> **Trecho do texto**
- - - - -

A partir dessa iniciativa, o estado do Amapá transformou-se e se desenvolveu ao longo da história do Brasil, inclusive em relação à Defesa, chegando ao século XX sem significativas alterações na configuração das forças militares ali desdobradas. Até o início do século XXI, o estado tinha apenas uma unidade de Infantaria de Selva, o Comando de Fronteira Amapá/34º Batalhão de Infantaria de Selva, com apenas duas companhias em Macapá e uma terceira destacada em Clevelândia do Norte, a antiga Colônia Militar do Oiapoque (1919).
No dia 13 de junho de 2013, com a criação do Comando Militar do Norte (CMN), o cenário militar passou a evoluir com a intenção de se instalar na capital a sede de uma grande unidade da Força Terrestre. Em dezembro, esse propósito começou a se tornar uma realidade e o projeto de tirá-la do papel teve seu primeiro passo com um reconhecimento, em 18 e 19 de dezembro.


 

Nenhum projeto dessa magnitude é simples, ainda mais quando se trata da Amazônia e da transposição de uma via fluvial do porte do Amazonas. Os custos aumentam, as dificuldades logísticas se multiplicam, os meios  escasseiam e as pessoas precisam se manter motivadas o tempo todo. O Comandante Militar do Norte manteve a missão e o prazo:
- Dia 31 de julho de 2014, vamos lançar a Pedra Fundamental da Brigada da Foz.
Comparando-se com as demais Brigadas que se instalaram na Amazônia, o tempo parecia exíguo para cumprir a missão, e foi. O trabalho no Comando Militar de Área era intenso, havia muito a se fazer todos os dias: a rotina de um QG de General de Exército; coordenação das instruções e das operações; as tarefas de um novo comando de área em implantação; etc. Contudo, o planejamento metódico, balizado por marcos, etapas, objetivos claros, diretrizes simples e liderança estratégica, facilitou a manobra. O tempo avançava, os problemas apareciam e as soluções surgiam uma a uma, numa cadência sincronizada.
Nos intervalos de rajada, como se diz entre os espíritos aguerridos, o Comandante (Cmt) transitava por Brasília e Macapá, buscando os apoios necessários para a consecução do projeto. Quando estava no terreno, fiscalizava todos os detalhes, principalmente os de Engenharia, onde o eficiente apoio da Comissão Regional de Obras/8 foi um dos fatores de sucesso da empreitada. Em todas as portas em que batia, o Comandante era bem recebido e até com um certo semblante de surpresa das autoridades: “Por que não fizemos isso antes?”.

- - - - -

> **Conteúdo dos dados**
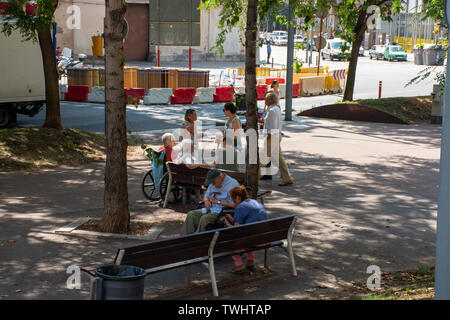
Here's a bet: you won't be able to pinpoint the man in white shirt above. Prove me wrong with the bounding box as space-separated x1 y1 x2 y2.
264 92 294 186
181 169 239 234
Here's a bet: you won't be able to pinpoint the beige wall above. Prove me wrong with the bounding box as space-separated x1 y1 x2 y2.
55 0 244 61
159 6 244 61
55 0 105 55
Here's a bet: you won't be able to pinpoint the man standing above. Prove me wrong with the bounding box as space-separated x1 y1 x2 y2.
181 169 239 234
261 92 294 186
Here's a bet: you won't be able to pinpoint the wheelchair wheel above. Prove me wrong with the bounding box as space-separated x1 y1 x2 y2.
159 172 181 202
142 169 159 200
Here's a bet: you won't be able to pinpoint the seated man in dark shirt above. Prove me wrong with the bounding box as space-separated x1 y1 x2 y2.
222 186 269 274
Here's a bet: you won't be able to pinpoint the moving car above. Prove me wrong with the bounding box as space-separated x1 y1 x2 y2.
0 17 45 129
384 46 407 61
321 38 351 61
369 44 385 60
275 36 287 46
294 34 305 45
358 46 364 57
272 30 287 36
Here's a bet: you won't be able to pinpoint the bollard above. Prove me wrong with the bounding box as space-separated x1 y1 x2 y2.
156 47 161 67
189 47 192 70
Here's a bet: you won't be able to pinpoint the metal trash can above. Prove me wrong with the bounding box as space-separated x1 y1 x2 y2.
234 93 247 110
414 48 423 65
423 48 437 66
91 264 145 300
436 45 446 66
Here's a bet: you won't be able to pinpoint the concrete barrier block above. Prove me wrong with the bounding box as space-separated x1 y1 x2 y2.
144 88 173 104
280 83 286 99
325 76 342 93
59 84 69 100
299 76 325 96
88 87 105 103
234 87 245 94
194 87 216 103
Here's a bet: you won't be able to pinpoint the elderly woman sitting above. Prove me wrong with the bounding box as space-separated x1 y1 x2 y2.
158 133 178 161
174 139 209 203
221 186 269 274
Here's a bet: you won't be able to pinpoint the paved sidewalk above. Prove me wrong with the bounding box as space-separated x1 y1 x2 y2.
0 118 441 299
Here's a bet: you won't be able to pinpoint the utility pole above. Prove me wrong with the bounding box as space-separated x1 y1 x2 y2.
435 0 450 300
284 0 294 121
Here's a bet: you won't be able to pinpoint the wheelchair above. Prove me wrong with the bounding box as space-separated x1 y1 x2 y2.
141 149 182 202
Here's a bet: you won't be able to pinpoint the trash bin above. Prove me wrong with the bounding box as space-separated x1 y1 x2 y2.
436 45 446 66
423 47 437 66
414 48 423 65
94 265 145 300
234 93 247 110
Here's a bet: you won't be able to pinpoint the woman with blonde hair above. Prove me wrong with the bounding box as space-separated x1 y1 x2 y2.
261 92 294 186
222 186 269 274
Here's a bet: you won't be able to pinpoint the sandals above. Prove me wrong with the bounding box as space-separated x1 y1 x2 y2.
245 261 256 272
230 265 247 274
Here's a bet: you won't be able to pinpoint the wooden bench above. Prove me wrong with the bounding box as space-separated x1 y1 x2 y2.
163 162 272 208
109 215 297 296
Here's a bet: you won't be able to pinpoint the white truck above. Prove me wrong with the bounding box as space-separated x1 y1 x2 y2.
0 15 45 129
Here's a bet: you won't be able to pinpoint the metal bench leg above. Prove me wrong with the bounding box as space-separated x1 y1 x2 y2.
163 175 172 208
182 187 187 205
264 248 269 270
208 257 219 297
208 231 219 297
186 266 191 289
287 219 297 277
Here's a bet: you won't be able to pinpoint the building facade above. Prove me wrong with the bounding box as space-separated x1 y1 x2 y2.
55 0 244 62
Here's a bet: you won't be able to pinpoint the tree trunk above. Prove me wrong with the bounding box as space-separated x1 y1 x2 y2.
38 29 62 129
100 0 130 233
245 0 259 199
343 10 367 101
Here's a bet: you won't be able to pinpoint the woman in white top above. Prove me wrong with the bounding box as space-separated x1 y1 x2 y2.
174 139 210 203
261 92 294 186
223 102 242 149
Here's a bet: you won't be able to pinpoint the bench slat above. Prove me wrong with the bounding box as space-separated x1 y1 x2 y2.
115 215 295 278
119 232 214 254
212 219 292 240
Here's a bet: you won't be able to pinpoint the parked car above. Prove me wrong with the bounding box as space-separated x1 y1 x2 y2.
369 44 385 60
0 18 46 129
294 34 305 45
321 38 351 61
384 46 407 61
305 37 317 51
272 30 287 36
358 46 364 57
275 36 287 46
266 33 277 45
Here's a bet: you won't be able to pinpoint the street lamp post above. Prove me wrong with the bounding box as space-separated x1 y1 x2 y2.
435 0 450 300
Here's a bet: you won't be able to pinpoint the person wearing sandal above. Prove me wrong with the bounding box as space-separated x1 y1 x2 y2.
261 92 294 186
222 186 269 274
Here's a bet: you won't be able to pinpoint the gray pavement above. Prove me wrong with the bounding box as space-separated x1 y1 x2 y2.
18 46 443 132
0 117 441 299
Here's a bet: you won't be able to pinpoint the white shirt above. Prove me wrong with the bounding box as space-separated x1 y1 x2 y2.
264 106 281 133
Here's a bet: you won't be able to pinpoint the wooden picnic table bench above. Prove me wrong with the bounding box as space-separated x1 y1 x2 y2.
98 215 297 296
163 162 272 208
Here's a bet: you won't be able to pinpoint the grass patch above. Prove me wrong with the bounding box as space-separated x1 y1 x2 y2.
0 127 106 171
359 267 434 300
345 96 431 123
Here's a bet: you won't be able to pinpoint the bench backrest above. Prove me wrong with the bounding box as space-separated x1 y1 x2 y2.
214 215 295 253
167 162 245 186
115 232 214 269
115 215 295 269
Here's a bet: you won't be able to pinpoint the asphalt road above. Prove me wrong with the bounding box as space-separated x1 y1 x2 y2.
18 46 444 133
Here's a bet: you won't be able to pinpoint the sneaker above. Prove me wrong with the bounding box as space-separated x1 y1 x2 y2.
278 180 294 187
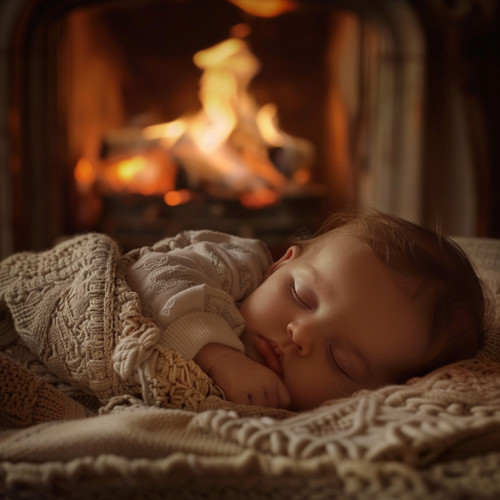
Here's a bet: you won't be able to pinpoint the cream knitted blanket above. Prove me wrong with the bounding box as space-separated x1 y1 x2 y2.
0 235 500 499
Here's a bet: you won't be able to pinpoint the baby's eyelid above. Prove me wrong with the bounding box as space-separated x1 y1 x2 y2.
290 280 312 311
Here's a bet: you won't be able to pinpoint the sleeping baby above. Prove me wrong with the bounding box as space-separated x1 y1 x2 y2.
126 212 486 411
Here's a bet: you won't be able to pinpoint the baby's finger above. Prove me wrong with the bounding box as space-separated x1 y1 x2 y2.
276 381 292 408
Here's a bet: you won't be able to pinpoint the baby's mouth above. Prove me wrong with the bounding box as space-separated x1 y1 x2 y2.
256 335 283 378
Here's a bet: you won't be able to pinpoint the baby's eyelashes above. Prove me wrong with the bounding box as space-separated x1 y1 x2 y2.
290 280 312 310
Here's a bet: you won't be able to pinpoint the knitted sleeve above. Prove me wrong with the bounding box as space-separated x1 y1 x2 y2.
127 231 272 359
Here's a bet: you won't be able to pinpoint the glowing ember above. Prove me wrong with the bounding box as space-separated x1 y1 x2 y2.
74 33 313 208
230 0 296 17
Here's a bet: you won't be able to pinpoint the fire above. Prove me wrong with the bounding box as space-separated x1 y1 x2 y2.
229 0 297 17
74 33 312 208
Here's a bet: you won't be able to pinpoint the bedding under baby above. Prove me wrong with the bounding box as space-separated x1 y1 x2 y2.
0 234 500 498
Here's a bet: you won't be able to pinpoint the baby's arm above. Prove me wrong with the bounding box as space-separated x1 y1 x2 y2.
194 343 290 408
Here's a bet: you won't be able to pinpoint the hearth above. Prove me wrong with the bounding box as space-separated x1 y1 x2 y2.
0 0 492 255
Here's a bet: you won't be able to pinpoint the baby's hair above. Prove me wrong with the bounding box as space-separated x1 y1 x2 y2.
304 211 489 381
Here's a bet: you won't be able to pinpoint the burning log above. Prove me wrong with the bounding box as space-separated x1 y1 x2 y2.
80 38 314 206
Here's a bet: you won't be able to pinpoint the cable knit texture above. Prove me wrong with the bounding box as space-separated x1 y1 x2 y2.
0 236 500 500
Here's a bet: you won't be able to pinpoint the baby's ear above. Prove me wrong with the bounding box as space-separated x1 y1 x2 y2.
264 245 302 279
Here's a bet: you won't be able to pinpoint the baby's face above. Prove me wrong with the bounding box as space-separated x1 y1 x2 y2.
240 230 429 410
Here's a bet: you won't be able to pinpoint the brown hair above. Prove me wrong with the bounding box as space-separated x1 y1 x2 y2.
304 211 488 381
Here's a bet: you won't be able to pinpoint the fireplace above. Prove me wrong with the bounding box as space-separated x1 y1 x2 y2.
0 0 492 255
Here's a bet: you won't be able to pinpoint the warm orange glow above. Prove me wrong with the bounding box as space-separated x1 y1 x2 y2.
73 158 96 187
82 35 312 208
240 189 279 208
256 103 283 146
163 189 192 207
95 151 176 196
142 120 186 146
229 0 297 17
293 168 311 186
115 156 146 184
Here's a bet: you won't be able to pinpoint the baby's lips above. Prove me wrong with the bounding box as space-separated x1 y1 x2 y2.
256 335 283 377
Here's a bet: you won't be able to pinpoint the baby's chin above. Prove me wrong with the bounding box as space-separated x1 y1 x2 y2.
240 330 265 365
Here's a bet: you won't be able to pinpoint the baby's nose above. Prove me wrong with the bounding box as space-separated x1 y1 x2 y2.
287 321 313 356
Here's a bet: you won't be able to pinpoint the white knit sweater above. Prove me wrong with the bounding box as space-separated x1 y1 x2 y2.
126 231 272 359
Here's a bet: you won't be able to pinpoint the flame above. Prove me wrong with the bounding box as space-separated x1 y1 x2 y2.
163 189 193 207
257 103 283 147
229 0 297 17
73 158 97 188
75 32 311 208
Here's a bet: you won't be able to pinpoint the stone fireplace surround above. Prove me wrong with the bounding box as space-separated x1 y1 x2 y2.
0 0 487 256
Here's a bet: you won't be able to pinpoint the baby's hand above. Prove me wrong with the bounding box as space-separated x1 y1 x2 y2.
194 344 290 408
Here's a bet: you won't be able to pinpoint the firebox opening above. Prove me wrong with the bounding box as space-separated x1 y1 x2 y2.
59 0 376 247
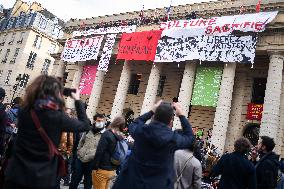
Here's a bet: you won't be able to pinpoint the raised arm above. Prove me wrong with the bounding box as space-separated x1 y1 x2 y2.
61 100 91 132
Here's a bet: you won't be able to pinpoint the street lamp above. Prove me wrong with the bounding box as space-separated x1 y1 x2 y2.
11 74 23 104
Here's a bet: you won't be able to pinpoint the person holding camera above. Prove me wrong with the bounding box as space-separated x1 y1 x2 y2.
5 75 91 189
113 101 194 189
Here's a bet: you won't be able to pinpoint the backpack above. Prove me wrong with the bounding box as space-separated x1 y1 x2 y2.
110 136 128 165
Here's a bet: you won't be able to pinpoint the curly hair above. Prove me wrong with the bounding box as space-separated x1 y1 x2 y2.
234 137 252 154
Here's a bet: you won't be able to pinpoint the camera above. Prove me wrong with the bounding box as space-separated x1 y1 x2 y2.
63 88 77 97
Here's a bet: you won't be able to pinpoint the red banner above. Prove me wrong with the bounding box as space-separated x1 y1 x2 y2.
79 66 97 95
247 103 263 121
117 30 162 61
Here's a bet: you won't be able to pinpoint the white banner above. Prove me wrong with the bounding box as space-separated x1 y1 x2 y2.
61 35 104 62
160 11 278 38
98 34 117 71
155 35 257 63
73 25 136 37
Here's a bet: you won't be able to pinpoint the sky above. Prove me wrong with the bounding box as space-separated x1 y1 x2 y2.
0 0 217 21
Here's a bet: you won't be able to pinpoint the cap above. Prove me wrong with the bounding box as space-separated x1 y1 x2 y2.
0 87 6 98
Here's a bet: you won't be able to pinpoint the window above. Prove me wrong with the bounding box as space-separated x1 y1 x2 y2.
128 74 142 95
8 33 16 45
5 70 12 85
7 18 15 29
17 32 26 44
24 13 34 26
10 48 20 64
26 52 37 69
48 43 56 54
19 74 30 88
52 26 60 38
2 49 10 64
0 33 8 46
41 59 51 75
39 17 47 29
157 76 166 97
251 78 267 104
34 35 42 49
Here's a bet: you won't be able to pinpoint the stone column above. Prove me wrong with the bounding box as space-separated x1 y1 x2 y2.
66 63 83 109
140 63 162 115
225 70 247 152
87 70 105 121
212 63 236 153
110 61 131 120
173 61 196 129
275 72 284 157
259 53 284 141
51 60 65 77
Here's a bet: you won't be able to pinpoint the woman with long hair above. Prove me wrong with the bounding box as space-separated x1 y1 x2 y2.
92 116 125 189
5 75 91 189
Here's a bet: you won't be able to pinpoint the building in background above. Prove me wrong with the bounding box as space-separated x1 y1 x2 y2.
57 0 284 157
0 0 64 102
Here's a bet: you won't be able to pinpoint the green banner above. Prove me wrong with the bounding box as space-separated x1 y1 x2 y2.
191 66 223 107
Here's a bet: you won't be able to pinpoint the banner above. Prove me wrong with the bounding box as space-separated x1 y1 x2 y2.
117 30 162 61
98 34 117 71
247 103 263 121
191 67 223 107
160 11 278 38
79 66 97 95
61 36 103 62
73 25 136 37
155 35 257 63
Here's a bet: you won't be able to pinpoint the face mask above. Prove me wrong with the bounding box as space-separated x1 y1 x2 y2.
96 122 105 129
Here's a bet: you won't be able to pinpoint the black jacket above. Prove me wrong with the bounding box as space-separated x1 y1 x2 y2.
6 101 91 189
94 129 118 171
0 103 8 155
212 152 256 189
255 152 280 189
113 112 194 189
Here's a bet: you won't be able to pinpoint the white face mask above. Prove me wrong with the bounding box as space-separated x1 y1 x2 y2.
96 122 105 129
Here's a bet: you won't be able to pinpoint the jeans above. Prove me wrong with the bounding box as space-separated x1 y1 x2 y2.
69 159 93 189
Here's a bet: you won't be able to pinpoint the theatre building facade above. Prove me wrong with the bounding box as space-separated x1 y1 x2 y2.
53 0 284 157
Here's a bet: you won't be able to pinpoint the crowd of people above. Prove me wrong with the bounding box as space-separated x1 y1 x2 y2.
0 75 284 189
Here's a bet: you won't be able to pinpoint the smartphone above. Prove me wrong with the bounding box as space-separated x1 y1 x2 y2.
63 88 77 96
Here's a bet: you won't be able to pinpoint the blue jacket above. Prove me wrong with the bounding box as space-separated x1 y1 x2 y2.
113 112 194 189
212 152 256 189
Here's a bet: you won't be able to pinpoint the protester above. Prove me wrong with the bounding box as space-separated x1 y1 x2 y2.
113 101 194 189
58 108 74 188
252 136 280 189
0 87 8 157
5 75 90 189
174 138 202 189
69 113 105 189
92 117 125 189
212 138 256 189
276 159 284 189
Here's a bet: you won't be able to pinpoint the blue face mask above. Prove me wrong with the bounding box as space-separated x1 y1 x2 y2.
96 122 105 129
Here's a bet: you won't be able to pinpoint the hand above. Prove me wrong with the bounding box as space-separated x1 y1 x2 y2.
71 89 80 100
173 102 184 116
151 100 163 113
250 148 258 161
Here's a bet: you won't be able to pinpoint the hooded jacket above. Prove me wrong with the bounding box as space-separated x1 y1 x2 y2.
255 152 280 189
113 111 194 189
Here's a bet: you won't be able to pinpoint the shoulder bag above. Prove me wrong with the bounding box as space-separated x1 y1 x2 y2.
31 110 67 177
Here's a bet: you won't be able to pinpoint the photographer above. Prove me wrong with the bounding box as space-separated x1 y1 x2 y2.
5 75 91 189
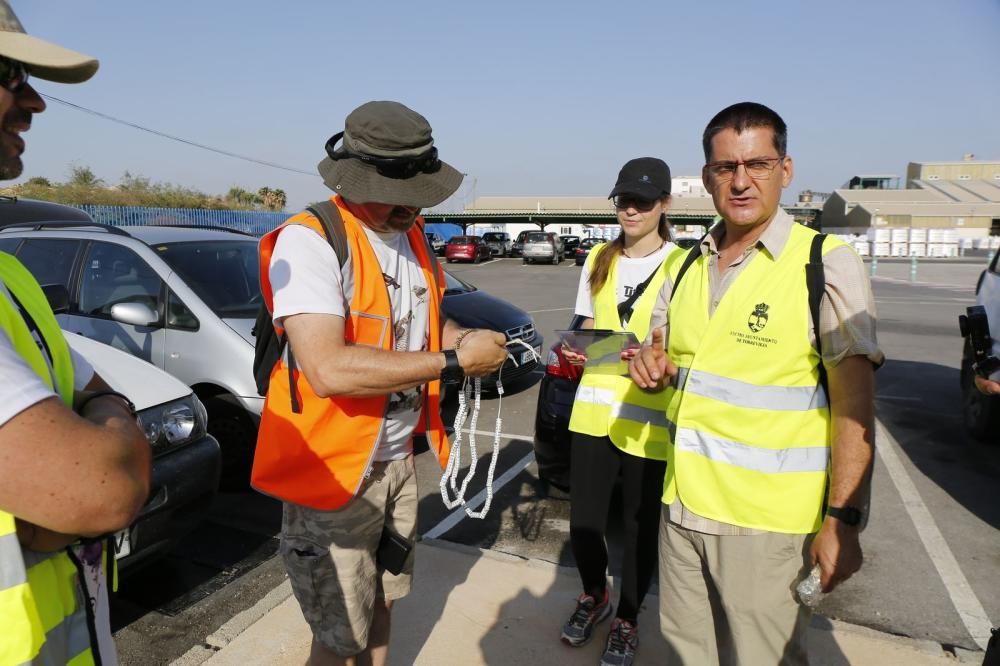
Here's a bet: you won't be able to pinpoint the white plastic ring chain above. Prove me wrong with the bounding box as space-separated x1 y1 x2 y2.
440 340 541 519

- - - - -

> **Tarefas solicitadas**
- A) Responda com base no trecho sobre a Brigada da Foz:
(i) Em que data foi criado o Comando Militar do Norte?
(ii) Que data o Comandante Militar do Norte fixou para o lançamento da Pedra Fundamental da Brigada da Foz?
(iii) Cujo apoio eficiente, na área de Engenharia, é apontado como um dos fatores de sucesso da empreitada?
- B) Devolva, sem qualquer alteração, a passagem do trecho sobre a Brigada da Foz que começa nas palavras "No dia 13 de" e termina após "19 de dezembro.".
- C) Retome o trecho sobre a Brigada da Foz a partir da última frase apresentada, dando continuidade ao texto.

> **Respostas por tarefa**
- A)
(i) 13 de junho de 2013.
(ii) 31 de julho de 2014.
(iii) O da Comissão Regional de Obras/8.

- B)
No dia 13 de junho de 2013, com a criação do Comando Militar do Norte (CMN), o cenário militar passou a evoluir com a intenção de se instalar na capital a sede de uma grande unidade da Força Terrestre. Em dezembro, esse propósito começou a se tornar uma realidade e o projeto de tirá-la do papel teve seu primeiro passo com um reconhecimento, em 18 e 19 de dezembro.

- C)
 

Quando se tem um prazo a cumprir, o gargalo da ampulheta aumenta de tamanho conforme a complexidade da tarefa, o tempo avança muito rápido. Julho se aproximava e os trabalhos se avolumavam, sempre com nuances de ineditismo, afinal, o CMN também era recém-criado, o que era uma novidade para todos os militares do QG. Acrescentem-se às imensas dimensões e desafios oferecidos pela área que compreende os estados do Pará, Maranhão e Amapá (o Bico do Papagaio, região norte do Tocantins, foi incorporado ao CMN em 2015) e se notará que as exigências sobre o EM se exponenciavam no primeiro semestre de 2014.
O projeto foi conduzido com observação rigorosa do arcabouço legal vigente e o processo licitatório foi concluído em 25 de junho de 2014. Respeitou-se o período legal para sua homologação, enquanto a Pedra Fundamental era procurada no município de Pedra Branca do Amapari, 200 Km a noroeste da capital. Em 25 de julho, uma semana antes da data estipulada; a missão foi dada como cumprida para o Gen Ferreira. Este, por sua vez, informou ao Comandante do Exército e a sua decisão foi realizar o lançamento no mês seguinte, durante as comemorações da Semana do Soldado.


 

Fig 3: dia 28 de agosto de 2014, a Pedra Fundamental da Brigada da Foz foi oficialmente lançada. Ao centro, Gen Ferreira e Gen Div Madeira, Cmt 8ª RM; à direita, autoridades de Macapá e o Gen Bda César, Ch EM CMN; à esquerda, o Major Brigadeiro Borba Cmt 8º COMAR; e o Cel Guerra Ch CCOp CMN.


Esse momento revestiu-se de grande importância para todos os amapaenses, por criar oportunidades como geração de emprego e renda; aumento da segurança; desenvolvimento social e tecnológico; entre outros. A prova disso é a comparação do antes e depois de Marabá (PA), São Gabriel da Cachoeira e Tefé, no Amazonas, Boa Vista (RR) e Porto Velho (RO). Gerações de militares nessas localidades, assim como seus habitantes, são testemunhas dos valores que uma Grande Unidade da Força Terrestre leva para os locais onde moram.
Após o lançamento, as obras iniciaram de imediato, posto que o objetivo subsequente era inaugurar a sede da Brigada, sem muita pressa e sem tanto atraso, o que aconteceu em 26 de janeiro de 2018, com a instalações prontas e a assunção do seu primeiro comandante no Posto de Comando, o General de Brigada Luiz Gonzaga Viana Filho. Esse fato concluiu um caso de sucesso e exemplo de sinergia para a consecução de um projeto militar.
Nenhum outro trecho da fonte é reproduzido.